- **Trecho do texto**
Caso você queira continuar lendo esse texto gratuito e desnecessário, é por livre e espontânea vontade sua. Não escrevo nada tão relevante assim para ninguém. Escrevo exclusivamente para mim e nem sei se é algo tão inestimável assim nem para mim mesmo. Se você deseja continuar lendo, é por sua conta, ou por mero voyeurismo e falta de algo melhor para fazer. Lá no Ceará, chamam de “brechar”. Gosto desse verbo. É um verbo poético. Caso você não entenda muito do rico vocabulário cearensês, brechar é buscar uma brecha para entrever algo que lhe atraia. Geralmente é algo que você não estaria autorizado a enxergar. Quer brechar, pois breche.

Desde 2007, que foi o ano no qual comecei a escrever com regularidade, este foi o ano em que menos escrevi. Escrevi 8 livros infantis e gostei de tê-los escrito. Mesmo assim, escrevi pouco. Por quê? Não sei se saberia responder a essa pergunta com precisão. Acho que não tenho muito mais a dizer do que já disse ou que já tenha lido. Também não sei se existe mais alguma coisa criativa, nova ou inovadora para alguém dizer, mas se tivesse, eu a garimparia para eu mesmo dizê-la, da melhor forma possível e rapidamente, antes que outro o dissesse. Tudo que vejo nas redes e na cena literária é mesmice requentada. Tudo se assemelha ao “resto de ontem” da ceia de natal que se transforma em vários almoços recauchutados e customizados à exaustão. O melhor que encontro hoje para ler tem muitos anos de existência. Nada atualmente é melhor do que Dostoiévski ou Machado. Nada é melhor do que Luís Fernando Veríssimo. Por sinal, 2025 foi o ano que nos tirou Luís Fernando Veríssimo, como também Lô Borges. Sofri deveras com a perda do Lô. Algo que teimava em sobreviver da minha juventude partiu com ele. Quem apareceu que possa se sentar nas mesmas cadeiras? Não conheço e amaria ser apresentado.

- **Linhas de dados**
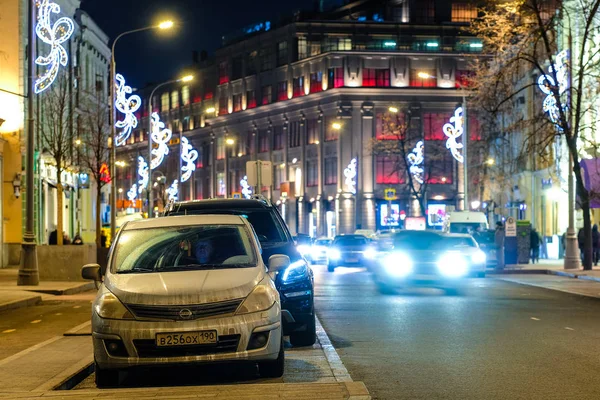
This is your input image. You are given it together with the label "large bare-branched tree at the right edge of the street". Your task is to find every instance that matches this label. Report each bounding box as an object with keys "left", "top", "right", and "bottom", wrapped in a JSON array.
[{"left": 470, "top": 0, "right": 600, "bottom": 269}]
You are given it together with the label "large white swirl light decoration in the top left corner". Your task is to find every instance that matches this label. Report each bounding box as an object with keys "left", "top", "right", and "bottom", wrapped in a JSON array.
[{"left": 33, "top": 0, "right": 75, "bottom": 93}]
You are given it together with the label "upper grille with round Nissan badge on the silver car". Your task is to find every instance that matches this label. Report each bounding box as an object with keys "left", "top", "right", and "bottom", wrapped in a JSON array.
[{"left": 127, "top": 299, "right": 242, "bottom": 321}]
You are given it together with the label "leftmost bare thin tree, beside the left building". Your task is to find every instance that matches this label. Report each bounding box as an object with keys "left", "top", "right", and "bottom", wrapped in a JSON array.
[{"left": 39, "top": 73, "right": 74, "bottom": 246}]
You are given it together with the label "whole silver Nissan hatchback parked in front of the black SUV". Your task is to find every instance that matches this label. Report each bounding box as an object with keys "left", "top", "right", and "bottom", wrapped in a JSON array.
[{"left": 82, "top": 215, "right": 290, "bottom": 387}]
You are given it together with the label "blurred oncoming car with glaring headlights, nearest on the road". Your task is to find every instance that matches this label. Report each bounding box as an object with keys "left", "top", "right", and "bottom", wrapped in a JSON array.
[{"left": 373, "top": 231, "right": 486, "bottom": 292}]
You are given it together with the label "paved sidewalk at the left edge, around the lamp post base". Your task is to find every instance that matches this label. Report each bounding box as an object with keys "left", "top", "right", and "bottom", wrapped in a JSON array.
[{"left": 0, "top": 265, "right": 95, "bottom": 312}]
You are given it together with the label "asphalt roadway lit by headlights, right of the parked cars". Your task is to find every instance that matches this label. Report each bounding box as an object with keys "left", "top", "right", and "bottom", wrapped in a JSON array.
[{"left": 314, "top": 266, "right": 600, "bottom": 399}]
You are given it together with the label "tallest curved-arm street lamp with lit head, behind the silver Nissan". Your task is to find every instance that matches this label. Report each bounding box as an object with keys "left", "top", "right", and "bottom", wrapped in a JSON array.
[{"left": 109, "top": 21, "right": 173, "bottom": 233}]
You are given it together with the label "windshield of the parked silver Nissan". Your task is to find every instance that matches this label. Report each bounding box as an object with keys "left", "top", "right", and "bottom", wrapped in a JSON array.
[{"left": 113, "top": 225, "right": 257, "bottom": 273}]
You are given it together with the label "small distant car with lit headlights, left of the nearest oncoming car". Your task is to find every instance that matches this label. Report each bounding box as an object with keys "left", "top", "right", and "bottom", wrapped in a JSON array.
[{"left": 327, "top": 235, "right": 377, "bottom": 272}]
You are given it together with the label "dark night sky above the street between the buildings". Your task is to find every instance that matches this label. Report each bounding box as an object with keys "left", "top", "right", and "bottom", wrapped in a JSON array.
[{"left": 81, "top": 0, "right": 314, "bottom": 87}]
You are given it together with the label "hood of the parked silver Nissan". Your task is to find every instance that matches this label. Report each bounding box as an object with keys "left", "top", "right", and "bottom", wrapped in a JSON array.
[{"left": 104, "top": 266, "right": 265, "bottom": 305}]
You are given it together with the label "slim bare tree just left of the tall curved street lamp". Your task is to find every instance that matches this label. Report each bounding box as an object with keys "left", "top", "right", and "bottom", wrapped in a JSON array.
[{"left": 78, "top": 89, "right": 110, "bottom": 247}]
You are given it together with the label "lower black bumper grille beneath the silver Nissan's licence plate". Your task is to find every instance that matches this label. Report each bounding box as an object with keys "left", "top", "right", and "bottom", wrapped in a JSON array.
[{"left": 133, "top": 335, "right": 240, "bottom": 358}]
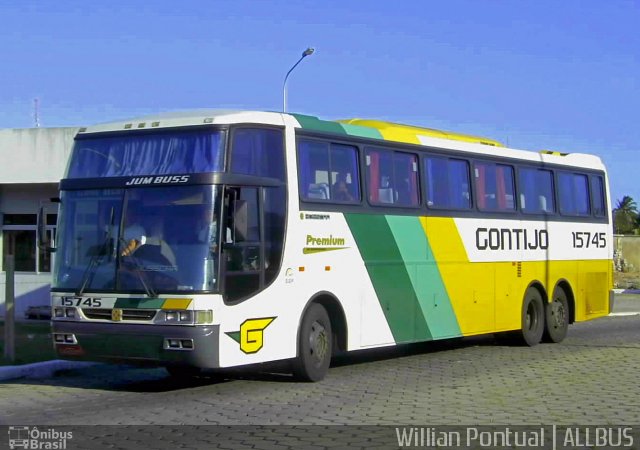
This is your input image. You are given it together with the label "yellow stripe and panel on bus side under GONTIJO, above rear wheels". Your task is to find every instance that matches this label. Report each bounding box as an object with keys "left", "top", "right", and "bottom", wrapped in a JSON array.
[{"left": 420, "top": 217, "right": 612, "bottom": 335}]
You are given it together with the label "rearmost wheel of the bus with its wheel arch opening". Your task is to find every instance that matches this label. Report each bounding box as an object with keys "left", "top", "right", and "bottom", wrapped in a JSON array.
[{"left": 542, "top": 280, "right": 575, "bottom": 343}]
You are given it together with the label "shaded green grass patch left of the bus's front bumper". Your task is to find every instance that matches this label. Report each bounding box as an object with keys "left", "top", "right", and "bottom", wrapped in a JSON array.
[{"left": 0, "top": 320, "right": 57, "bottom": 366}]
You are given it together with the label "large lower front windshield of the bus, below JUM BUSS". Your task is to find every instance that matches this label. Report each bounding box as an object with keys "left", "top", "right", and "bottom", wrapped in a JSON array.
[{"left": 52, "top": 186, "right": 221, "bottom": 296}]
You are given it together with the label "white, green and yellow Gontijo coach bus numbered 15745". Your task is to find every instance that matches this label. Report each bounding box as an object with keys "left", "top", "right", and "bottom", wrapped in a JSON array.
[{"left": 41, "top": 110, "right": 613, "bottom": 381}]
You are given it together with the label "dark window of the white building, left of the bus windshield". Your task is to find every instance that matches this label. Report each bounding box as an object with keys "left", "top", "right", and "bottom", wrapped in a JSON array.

* * *

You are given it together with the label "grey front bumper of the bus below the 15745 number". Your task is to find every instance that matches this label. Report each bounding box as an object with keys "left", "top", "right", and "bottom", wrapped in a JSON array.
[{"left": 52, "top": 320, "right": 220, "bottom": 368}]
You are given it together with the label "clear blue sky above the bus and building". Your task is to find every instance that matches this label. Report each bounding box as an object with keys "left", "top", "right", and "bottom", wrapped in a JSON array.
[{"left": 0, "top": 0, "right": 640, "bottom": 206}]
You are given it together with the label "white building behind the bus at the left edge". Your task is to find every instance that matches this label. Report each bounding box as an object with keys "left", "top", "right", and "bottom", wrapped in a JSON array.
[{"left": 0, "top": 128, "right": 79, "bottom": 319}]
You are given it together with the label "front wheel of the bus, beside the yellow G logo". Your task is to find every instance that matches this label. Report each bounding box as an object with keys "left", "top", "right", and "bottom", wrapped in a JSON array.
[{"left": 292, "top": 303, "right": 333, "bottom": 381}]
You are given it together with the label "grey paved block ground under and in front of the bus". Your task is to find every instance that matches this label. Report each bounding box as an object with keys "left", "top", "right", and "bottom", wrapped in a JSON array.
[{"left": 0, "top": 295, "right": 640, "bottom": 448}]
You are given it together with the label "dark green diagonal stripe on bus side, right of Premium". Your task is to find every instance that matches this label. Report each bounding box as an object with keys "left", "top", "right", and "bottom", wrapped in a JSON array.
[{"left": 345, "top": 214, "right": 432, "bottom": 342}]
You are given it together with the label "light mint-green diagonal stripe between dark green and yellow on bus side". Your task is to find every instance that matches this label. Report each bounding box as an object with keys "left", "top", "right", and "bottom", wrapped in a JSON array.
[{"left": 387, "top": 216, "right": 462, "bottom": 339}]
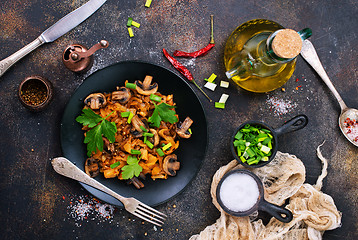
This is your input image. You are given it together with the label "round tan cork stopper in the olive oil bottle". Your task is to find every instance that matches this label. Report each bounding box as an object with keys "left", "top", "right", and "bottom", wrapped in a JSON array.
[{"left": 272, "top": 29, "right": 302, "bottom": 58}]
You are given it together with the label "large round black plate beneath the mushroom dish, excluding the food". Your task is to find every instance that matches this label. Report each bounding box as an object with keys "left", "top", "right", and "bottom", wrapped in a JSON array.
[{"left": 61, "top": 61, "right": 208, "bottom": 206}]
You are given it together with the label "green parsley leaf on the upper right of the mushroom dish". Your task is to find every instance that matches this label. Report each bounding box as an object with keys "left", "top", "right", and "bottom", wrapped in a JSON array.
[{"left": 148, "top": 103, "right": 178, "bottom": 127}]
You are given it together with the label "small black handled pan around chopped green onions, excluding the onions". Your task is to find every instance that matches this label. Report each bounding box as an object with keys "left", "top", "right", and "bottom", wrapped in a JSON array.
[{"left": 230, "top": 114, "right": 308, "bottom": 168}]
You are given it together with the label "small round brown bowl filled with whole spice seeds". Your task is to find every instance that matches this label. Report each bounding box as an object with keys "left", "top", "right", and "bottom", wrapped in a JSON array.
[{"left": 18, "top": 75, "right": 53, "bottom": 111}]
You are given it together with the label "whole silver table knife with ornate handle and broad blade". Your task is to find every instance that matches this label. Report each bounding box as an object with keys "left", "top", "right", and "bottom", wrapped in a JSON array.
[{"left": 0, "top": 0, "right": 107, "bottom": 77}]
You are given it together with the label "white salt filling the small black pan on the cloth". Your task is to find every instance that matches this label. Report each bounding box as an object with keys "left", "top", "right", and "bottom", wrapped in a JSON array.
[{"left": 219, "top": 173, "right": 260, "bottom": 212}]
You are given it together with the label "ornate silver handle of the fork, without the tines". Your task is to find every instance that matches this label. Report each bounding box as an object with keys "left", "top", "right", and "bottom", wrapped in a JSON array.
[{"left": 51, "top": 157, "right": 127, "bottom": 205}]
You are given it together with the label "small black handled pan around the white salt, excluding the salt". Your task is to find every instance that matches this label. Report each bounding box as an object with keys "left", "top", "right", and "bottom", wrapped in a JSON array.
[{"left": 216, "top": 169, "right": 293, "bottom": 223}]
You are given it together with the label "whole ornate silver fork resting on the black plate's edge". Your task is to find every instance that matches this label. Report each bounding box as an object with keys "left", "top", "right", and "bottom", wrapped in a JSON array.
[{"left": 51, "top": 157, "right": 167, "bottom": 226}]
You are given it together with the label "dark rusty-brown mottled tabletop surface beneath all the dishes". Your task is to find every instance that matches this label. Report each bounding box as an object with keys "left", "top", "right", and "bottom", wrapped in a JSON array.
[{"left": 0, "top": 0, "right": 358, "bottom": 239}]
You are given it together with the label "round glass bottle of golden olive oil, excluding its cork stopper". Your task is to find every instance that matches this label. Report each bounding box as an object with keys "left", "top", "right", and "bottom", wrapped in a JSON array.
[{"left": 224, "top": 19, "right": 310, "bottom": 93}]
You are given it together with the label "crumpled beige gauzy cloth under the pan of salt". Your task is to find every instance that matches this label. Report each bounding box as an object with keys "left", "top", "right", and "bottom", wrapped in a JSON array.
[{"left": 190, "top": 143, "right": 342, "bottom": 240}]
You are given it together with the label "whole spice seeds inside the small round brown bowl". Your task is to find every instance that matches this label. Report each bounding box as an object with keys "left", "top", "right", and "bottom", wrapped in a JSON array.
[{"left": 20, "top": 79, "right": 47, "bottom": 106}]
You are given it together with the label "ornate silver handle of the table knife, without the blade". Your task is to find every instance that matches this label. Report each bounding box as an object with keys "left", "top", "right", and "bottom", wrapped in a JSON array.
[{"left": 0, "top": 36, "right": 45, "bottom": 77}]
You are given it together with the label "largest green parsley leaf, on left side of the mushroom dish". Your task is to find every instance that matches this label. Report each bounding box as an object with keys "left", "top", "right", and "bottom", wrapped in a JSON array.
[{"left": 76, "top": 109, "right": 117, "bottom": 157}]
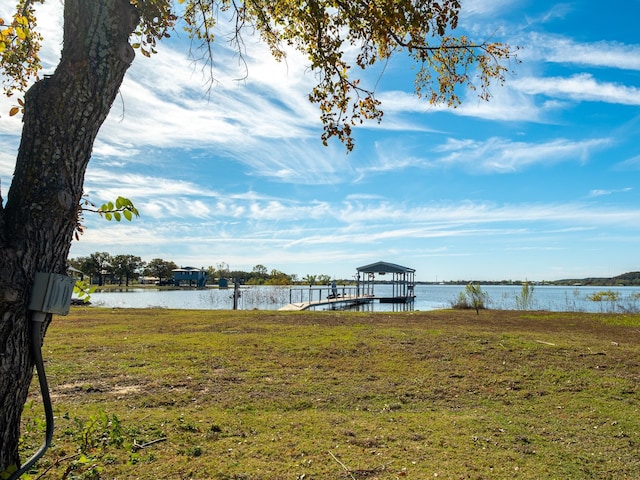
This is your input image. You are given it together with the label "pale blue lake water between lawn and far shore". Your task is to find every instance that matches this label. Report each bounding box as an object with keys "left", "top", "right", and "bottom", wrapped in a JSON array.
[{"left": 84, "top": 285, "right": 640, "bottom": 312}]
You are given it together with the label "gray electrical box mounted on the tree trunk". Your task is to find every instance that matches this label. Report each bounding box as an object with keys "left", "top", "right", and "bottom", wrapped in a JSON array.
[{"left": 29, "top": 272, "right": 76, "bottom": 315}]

- **Requisitos do exercício**
(a) Diga se cada afirmação abaixo combina com o trecho do texto, com sim ou não e as palavras do trecho que decidem: (i) Quem escreve diz que escreve só para si. (ii) O ano de que o trecho fala foi o ano em que quem escreve mais escreveu desde 2007. (iii) Quem escreve fez oito livros infantis e não gostou de tê-los escrito.
(b) Segundo o trecho do texto, por que quem escreve acha que escreveu pouco neste ano? Responda em uma a três frases.
(c) Em que ano quem escreve começou a escrever com regularidade, segundo o trecho do texto?

- **Respostas por tarefa**
(a)
(i) Sim: "Escrevo exclusivamente para mim".
(ii) Não: "este foi o ano em que menos escrevi".
(iii) Não: "Escrevi 8 livros infantis e gostei de tê-los escrito."

(b) Sem ter certeza, quem escreve acha que não tem muito mais a dizer do que já disse ou já leu. Também duvida que ainda exista algo novo para alguém dizer, e o que vê nas redes e na cena literária é "mesmice requentada".

(c) Em 2007.